[Source records]
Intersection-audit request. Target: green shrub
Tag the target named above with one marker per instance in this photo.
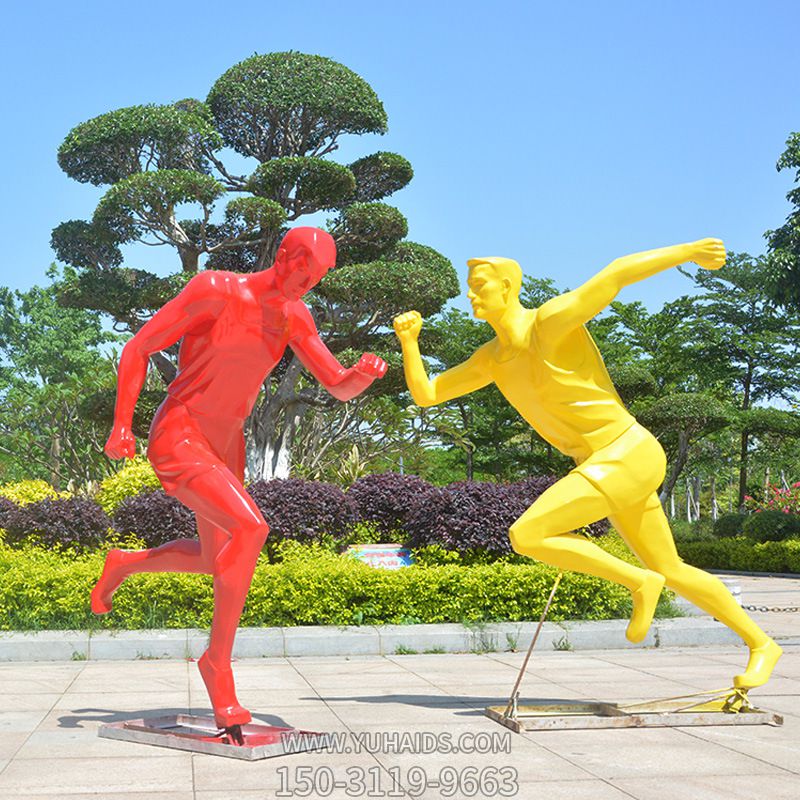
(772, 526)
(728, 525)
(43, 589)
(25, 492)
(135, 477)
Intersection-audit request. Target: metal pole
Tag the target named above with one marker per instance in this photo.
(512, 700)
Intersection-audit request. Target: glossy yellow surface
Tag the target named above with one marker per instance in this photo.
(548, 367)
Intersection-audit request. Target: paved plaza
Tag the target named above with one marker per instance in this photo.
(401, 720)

PROBLEM REQUIREMENTS: Your task is an exact printout of the records above, with no pictures.

OUTPUT:
Intersection-audit request. Target: green shrub
Tag the target named above with one marker per instance in this photo.
(772, 526)
(728, 525)
(43, 589)
(25, 492)
(135, 477)
Intersection-audit request. Target: metal pole
Tag the target named above with one marker per instance in this photo.
(512, 700)
Intersection-audit request. Target: glossy yellow surface
Tag the target named above with one marker per instance in this photo.
(548, 367)
Intersection-audit request. Target: paved plaza
Tag the target named above with one marker per instance in this photo.
(401, 720)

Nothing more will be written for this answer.